Record set:
========

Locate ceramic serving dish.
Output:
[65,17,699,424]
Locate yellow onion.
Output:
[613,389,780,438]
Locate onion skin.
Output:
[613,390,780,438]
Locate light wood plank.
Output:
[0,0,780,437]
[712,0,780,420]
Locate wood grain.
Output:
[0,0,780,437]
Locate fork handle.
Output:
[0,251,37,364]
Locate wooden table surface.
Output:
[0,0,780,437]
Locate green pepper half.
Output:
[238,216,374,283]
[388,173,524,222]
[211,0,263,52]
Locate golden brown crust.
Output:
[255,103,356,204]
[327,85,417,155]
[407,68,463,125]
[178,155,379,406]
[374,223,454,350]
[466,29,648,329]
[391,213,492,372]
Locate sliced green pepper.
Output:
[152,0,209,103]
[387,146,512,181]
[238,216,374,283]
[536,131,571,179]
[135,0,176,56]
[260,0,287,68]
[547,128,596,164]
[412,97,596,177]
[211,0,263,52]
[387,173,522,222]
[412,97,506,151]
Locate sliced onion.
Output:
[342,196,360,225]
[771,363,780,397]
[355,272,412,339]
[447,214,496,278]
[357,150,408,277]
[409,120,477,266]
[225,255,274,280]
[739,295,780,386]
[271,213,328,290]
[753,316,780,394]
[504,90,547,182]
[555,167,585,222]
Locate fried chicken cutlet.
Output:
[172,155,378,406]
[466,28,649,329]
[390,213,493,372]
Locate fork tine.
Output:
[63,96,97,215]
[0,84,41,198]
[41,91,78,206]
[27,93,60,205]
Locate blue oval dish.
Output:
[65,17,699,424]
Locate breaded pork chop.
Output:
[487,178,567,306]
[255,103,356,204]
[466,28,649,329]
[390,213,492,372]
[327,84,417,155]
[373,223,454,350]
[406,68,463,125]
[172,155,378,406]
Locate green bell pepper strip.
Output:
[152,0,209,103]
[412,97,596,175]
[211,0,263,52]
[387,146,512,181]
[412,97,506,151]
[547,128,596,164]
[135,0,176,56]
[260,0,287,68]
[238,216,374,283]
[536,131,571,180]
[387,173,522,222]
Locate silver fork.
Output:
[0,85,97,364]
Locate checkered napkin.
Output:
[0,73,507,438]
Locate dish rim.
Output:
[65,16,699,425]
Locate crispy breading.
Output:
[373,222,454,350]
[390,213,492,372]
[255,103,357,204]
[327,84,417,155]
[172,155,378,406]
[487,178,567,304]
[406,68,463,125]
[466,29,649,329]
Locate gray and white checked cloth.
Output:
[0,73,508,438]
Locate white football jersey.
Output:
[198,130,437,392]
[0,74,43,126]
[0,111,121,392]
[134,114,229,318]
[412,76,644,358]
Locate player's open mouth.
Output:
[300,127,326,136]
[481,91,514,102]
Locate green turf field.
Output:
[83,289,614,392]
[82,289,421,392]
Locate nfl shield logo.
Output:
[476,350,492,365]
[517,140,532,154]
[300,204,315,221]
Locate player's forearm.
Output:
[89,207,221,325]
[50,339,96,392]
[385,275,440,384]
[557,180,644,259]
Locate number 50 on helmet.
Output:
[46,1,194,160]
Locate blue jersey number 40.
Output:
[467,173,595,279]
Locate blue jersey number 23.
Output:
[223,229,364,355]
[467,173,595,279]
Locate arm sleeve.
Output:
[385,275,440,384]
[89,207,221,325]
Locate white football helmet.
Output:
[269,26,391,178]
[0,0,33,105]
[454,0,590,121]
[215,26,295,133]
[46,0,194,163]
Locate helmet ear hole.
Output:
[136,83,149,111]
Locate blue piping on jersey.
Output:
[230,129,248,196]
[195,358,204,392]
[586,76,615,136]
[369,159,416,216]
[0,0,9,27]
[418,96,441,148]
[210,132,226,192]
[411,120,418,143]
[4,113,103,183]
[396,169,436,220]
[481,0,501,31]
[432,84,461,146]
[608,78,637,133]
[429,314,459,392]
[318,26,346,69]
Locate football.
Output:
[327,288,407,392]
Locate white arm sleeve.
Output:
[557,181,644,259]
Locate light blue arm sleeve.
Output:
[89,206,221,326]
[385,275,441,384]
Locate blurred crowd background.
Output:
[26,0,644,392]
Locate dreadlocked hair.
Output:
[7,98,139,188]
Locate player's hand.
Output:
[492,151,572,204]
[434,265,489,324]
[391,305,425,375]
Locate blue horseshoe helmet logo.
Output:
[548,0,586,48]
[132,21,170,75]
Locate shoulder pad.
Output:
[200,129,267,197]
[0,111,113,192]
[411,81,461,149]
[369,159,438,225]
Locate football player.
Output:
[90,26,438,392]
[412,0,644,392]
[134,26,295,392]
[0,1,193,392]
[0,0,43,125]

========

Challenge: Edit all of the entries above, swapping "Locate" for "Find" wherever it occurs and leaving every other word and number untouched.

Correct result:
Find ceramic serving dish.
Output:
[65,17,699,424]
Find yellow onion.
Output:
[613,389,780,438]
Find onion skin.
Output:
[613,390,780,438]
Find light wood plank.
Output:
[0,0,780,437]
[712,0,780,420]
Find wood grain.
Output:
[0,0,780,437]
Find fork handle.
Output:
[0,251,37,364]
Find wooden table surface.
Output:
[0,0,780,437]
Find green pepper half.
Output:
[238,216,374,283]
[388,173,524,222]
[211,0,263,52]
Find golden brown crust.
Output:
[255,103,356,204]
[327,85,417,155]
[407,68,463,125]
[178,155,379,406]
[374,223,454,350]
[466,29,648,329]
[391,213,492,372]
Find sliced green pepper.
Output:
[152,0,209,103]
[387,146,512,181]
[238,216,374,283]
[536,131,571,179]
[135,0,176,56]
[260,0,287,68]
[547,128,596,164]
[412,97,596,177]
[211,0,263,52]
[387,173,522,222]
[412,97,506,151]
Find sliced onion.
Output:
[342,196,360,225]
[771,363,780,397]
[355,272,412,339]
[447,214,496,278]
[357,150,408,277]
[409,120,477,266]
[225,255,274,280]
[739,295,780,386]
[271,213,328,290]
[753,316,780,394]
[504,90,547,182]
[555,167,585,222]
Find fried chicken cutlet.
Output:
[172,155,378,406]
[466,28,649,329]
[390,213,493,372]
Find fork tine.
Output:
[63,96,97,215]
[0,84,41,198]
[41,91,78,206]
[27,93,60,205]
Find blue oval dish.
Output:
[65,17,699,424]
Find breaded pork chop.
Output:
[487,178,567,306]
[255,103,356,204]
[466,28,649,329]
[390,213,492,372]
[327,84,417,155]
[373,223,454,350]
[406,68,463,125]
[172,155,378,406]
Find green bell pepper strip.
Output:
[152,0,209,103]
[412,97,596,175]
[211,0,263,52]
[387,146,512,181]
[412,97,506,151]
[547,128,596,164]
[135,0,176,56]
[260,0,287,68]
[238,216,374,283]
[536,131,571,180]
[387,173,522,222]
Find silver fork.
Output:
[0,85,97,364]
Find checkered napkin.
Output:
[0,73,507,438]
Find dish rim.
Output:
[65,16,699,425]
Find crispy breading.
Output:
[373,222,454,350]
[390,213,492,372]
[255,103,357,204]
[327,84,417,155]
[172,155,378,406]
[487,178,567,304]
[406,68,463,125]
[466,29,649,329]
Find gray and white checked cloth.
Output:
[0,73,508,438]
Find white football jersey.
Output:
[198,130,437,392]
[0,74,43,126]
[0,111,121,392]
[134,114,229,318]
[412,76,644,358]
Find player's open mouth.
Output:
[300,127,326,136]
[481,91,514,102]
Find green turf field.
Output:
[83,289,614,392]
[82,289,421,392]
Find nfl shield logo.
Output:
[476,350,492,365]
[517,140,532,154]
[300,204,315,221]
Find player's forearm.
Output:
[89,207,221,325]
[50,339,96,392]
[385,275,440,384]
[557,180,644,259]
Find number 50 on helmet.
Output:
[46,1,194,160]
Find blue jersey number 40.
Output:
[467,173,595,279]
Find blue jersey number 23.
Output:
[223,229,364,355]
[467,173,595,279]
Find arm sleeve.
Output:
[385,275,440,384]
[89,207,221,325]
Find white football helmet.
Output:
[269,26,391,178]
[0,0,33,105]
[454,0,590,121]
[215,26,295,133]
[46,0,194,163]
Find helmet ear hole.
Output:
[136,83,149,111]
Find blue piping on jersey.
Output:
[230,129,248,196]
[195,358,204,392]
[586,76,615,136]
[369,159,416,216]
[0,0,9,27]
[418,96,441,148]
[210,132,226,192]
[411,120,418,143]
[4,113,103,183]
[396,169,436,220]
[481,0,501,31]
[432,84,461,146]
[608,78,637,133]
[429,314,459,392]
[318,26,346,69]
Find football.
Output:
[327,288,407,392]
Find white arm sleeve.
Output:
[557,181,644,259]
Find light blue arm sleeve.
Output:
[89,206,221,326]
[385,275,441,384]
Find blurred crowd background.
Output:
[26,0,644,392]
Find dreadlocked hair.
Output:
[7,98,139,188]
Find player's hand.
Output:
[492,151,572,204]
[434,265,489,324]
[391,305,425,375]
Find blue horseshoe helmet logo.
Output:
[548,0,586,48]
[132,21,170,75]
Find shoulder pad.
Output:
[200,129,267,197]
[0,111,113,192]
[411,81,461,149]
[369,159,438,225]
Find football player.
Output:
[90,26,438,392]
[412,0,644,392]
[134,26,295,392]
[0,1,193,392]
[0,0,43,125]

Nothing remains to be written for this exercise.